[Stored items from a collection]
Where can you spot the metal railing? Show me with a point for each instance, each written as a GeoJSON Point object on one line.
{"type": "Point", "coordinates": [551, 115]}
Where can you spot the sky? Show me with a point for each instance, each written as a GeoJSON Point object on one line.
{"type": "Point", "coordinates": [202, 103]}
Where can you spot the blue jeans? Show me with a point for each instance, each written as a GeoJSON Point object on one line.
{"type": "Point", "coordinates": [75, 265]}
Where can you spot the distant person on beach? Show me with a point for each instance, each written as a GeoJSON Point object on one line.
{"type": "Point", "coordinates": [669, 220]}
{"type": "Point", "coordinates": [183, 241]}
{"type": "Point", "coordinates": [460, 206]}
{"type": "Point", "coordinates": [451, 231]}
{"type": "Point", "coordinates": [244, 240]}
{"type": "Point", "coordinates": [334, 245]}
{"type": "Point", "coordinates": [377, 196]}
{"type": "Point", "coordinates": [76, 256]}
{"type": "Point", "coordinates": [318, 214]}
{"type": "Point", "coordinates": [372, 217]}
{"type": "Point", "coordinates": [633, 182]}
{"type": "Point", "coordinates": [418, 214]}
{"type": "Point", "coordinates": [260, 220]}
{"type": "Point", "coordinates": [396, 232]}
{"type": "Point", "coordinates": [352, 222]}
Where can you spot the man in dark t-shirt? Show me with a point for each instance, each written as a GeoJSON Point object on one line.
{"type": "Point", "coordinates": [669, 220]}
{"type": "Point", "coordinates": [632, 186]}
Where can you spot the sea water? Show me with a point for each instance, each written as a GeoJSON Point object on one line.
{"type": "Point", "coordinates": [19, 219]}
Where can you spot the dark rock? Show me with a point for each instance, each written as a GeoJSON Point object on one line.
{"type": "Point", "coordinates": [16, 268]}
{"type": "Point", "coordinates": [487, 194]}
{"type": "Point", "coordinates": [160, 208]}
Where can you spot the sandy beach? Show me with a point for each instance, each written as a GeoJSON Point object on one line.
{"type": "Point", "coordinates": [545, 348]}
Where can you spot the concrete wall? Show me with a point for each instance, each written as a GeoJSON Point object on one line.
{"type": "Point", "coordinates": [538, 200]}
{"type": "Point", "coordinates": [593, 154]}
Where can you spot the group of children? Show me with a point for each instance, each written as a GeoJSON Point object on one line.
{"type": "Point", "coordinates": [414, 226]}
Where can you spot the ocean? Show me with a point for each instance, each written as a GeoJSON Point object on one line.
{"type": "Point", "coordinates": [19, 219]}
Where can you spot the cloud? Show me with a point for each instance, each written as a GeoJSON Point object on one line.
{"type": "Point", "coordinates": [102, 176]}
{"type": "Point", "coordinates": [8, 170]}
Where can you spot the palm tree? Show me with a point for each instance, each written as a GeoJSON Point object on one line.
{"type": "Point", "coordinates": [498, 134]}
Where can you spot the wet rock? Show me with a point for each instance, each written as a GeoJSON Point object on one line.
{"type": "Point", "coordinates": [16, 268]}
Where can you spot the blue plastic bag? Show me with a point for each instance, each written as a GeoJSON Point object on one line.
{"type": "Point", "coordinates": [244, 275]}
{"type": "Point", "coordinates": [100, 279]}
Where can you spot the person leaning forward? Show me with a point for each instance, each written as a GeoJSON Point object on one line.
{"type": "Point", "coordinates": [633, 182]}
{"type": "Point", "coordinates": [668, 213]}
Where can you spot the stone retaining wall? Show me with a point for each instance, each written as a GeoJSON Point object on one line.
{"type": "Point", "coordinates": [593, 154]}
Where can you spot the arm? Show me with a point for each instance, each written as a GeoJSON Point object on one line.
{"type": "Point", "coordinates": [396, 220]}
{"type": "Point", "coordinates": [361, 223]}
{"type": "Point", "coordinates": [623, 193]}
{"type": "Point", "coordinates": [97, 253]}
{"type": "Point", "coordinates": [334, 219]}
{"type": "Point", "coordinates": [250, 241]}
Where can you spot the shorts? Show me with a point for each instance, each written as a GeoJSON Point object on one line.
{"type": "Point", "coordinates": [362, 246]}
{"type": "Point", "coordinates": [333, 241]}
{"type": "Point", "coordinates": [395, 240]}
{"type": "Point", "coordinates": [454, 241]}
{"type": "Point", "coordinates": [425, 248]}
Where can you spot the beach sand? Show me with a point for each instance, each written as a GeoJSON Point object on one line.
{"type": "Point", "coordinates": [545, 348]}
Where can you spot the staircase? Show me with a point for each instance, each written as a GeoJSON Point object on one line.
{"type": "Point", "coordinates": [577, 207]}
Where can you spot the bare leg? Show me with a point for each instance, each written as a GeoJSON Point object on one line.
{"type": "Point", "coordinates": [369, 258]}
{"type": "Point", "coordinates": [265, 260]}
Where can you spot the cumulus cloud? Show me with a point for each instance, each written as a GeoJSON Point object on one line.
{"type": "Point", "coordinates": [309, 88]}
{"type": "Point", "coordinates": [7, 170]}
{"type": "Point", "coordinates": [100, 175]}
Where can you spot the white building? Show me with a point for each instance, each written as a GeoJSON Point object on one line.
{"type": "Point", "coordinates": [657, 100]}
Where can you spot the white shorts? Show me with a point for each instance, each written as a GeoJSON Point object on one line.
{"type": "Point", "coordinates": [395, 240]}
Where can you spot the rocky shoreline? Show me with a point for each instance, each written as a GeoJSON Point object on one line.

[PROBLEM STATEMENT]: Write out all the data again, exactly as it appears.

[SOLUTION BELOW]:
Where can you spot the metal railing? Show me with a point for each instance, each written as a GeoJSON Point object on one line.
{"type": "Point", "coordinates": [551, 115]}
Where can you spot the sky? Show me with a point for each instance, each written as a GeoJSON Point object on one line.
{"type": "Point", "coordinates": [202, 103]}
Where can you spot the blue jeans? Show me with a point for each instance, each written as a GeoJSON Point object on one line.
{"type": "Point", "coordinates": [75, 265]}
Where can you spot the distant person on beach? Show me with a point for each instance, each written as a GeoJSON Point object on one line.
{"type": "Point", "coordinates": [669, 220]}
{"type": "Point", "coordinates": [183, 241]}
{"type": "Point", "coordinates": [460, 206]}
{"type": "Point", "coordinates": [451, 231]}
{"type": "Point", "coordinates": [244, 240]}
{"type": "Point", "coordinates": [334, 245]}
{"type": "Point", "coordinates": [377, 196]}
{"type": "Point", "coordinates": [76, 256]}
{"type": "Point", "coordinates": [318, 214]}
{"type": "Point", "coordinates": [372, 217]}
{"type": "Point", "coordinates": [633, 182]}
{"type": "Point", "coordinates": [418, 214]}
{"type": "Point", "coordinates": [260, 220]}
{"type": "Point", "coordinates": [396, 232]}
{"type": "Point", "coordinates": [352, 222]}
Where can you spot the man in dark t-shirt? Show me with a point for each instance, each written as a GeoJSON Point object on one line.
{"type": "Point", "coordinates": [669, 220]}
{"type": "Point", "coordinates": [632, 186]}
Where can you spot the sea water? Show me with a point for each instance, each written as a GeoJSON Point object on one line.
{"type": "Point", "coordinates": [19, 219]}
Where can you spot the dark rock? Show me with a point for each instance, each written as a GeoJSON Point object on one line.
{"type": "Point", "coordinates": [16, 268]}
{"type": "Point", "coordinates": [487, 194]}
{"type": "Point", "coordinates": [160, 208]}
Where can you spot the sandy beach? Show me with a point for each instance, each written as a GeoJSON Point object on one line.
{"type": "Point", "coordinates": [545, 348]}
Where can you spot the concrete wall? Show me with a point for each instance, each written as a GeoJSON Point object on one line.
{"type": "Point", "coordinates": [538, 200]}
{"type": "Point", "coordinates": [593, 154]}
Where can you spot the group of children? Show me with a point for each instance, each written as a GeoJSON Point object on one line.
{"type": "Point", "coordinates": [414, 226]}
Where can you spot the ocean? Show me with a point for each instance, each written as a GeoJSON Point object on one line.
{"type": "Point", "coordinates": [19, 219]}
Where can you spot the cloud? Show me with a point for each instance, each written as a GeoJSON Point object on one line.
{"type": "Point", "coordinates": [102, 176]}
{"type": "Point", "coordinates": [8, 170]}
Where can you spot the palm tree? Show me with a point for each instance, each written as a GeoJSON Point object on one line.
{"type": "Point", "coordinates": [498, 134]}
Where can you spot the wet rock? Show me with a point for each instance, each written as a GeoJSON Point object on one line.
{"type": "Point", "coordinates": [16, 268]}
Where can you spot the blue plastic bag? Show me with a point for each instance, each written as a GeoJSON Point object on one line.
{"type": "Point", "coordinates": [244, 275]}
{"type": "Point", "coordinates": [100, 279]}
Where can you spot the person leaning forward? Show me with a point for each instance, each written as a GeoJSON Point object on one line.
{"type": "Point", "coordinates": [633, 182]}
{"type": "Point", "coordinates": [668, 213]}
Where can you spot the stone retaining wall? Show me with a point for each instance, each written as a GeoJSON Point object on one line.
{"type": "Point", "coordinates": [593, 154]}
Where can you spot the arm? Show me with a point for each instance, each written as a GeoJSON Point object on one line.
{"type": "Point", "coordinates": [396, 220]}
{"type": "Point", "coordinates": [361, 223]}
{"type": "Point", "coordinates": [623, 193]}
{"type": "Point", "coordinates": [97, 253]}
{"type": "Point", "coordinates": [334, 219]}
{"type": "Point", "coordinates": [250, 241]}
Where can you spot the shorts? Show me with a point for each instance, each written as a GeoJSON Point object on one line.
{"type": "Point", "coordinates": [362, 246]}
{"type": "Point", "coordinates": [333, 241]}
{"type": "Point", "coordinates": [395, 240]}
{"type": "Point", "coordinates": [454, 241]}
{"type": "Point", "coordinates": [425, 248]}
Where can you spot the beach sand? Show me with a point for each instance, each written as a GeoJSON Point object on one line.
{"type": "Point", "coordinates": [545, 348]}
Where can you spot the staircase? Show me with a point for each instance, each written as a GeoJSON Point object on one line.
{"type": "Point", "coordinates": [577, 207]}
Where can you spot the bare leg? Show me with a point for each instance, each written as a GeoJSON Point object on one line.
{"type": "Point", "coordinates": [369, 258]}
{"type": "Point", "coordinates": [265, 260]}
Where can you spot the cumulus cloud? Show me with a point for each instance, each written as a GeoJSON Point object on one line.
{"type": "Point", "coordinates": [309, 88]}
{"type": "Point", "coordinates": [7, 170]}
{"type": "Point", "coordinates": [100, 175]}
Where can you spot the white building? Show me with a point for each instance, each written as a GeoJSON Point object on one line.
{"type": "Point", "coordinates": [657, 100]}
Where can you spot the white shorts? Show me with a point for each instance, each written as a GeoJSON Point object on one line.
{"type": "Point", "coordinates": [395, 240]}
Where can you spot the rocky shoreline? Show me with a point for each instance, each written as a GeoJSON Point object on one line.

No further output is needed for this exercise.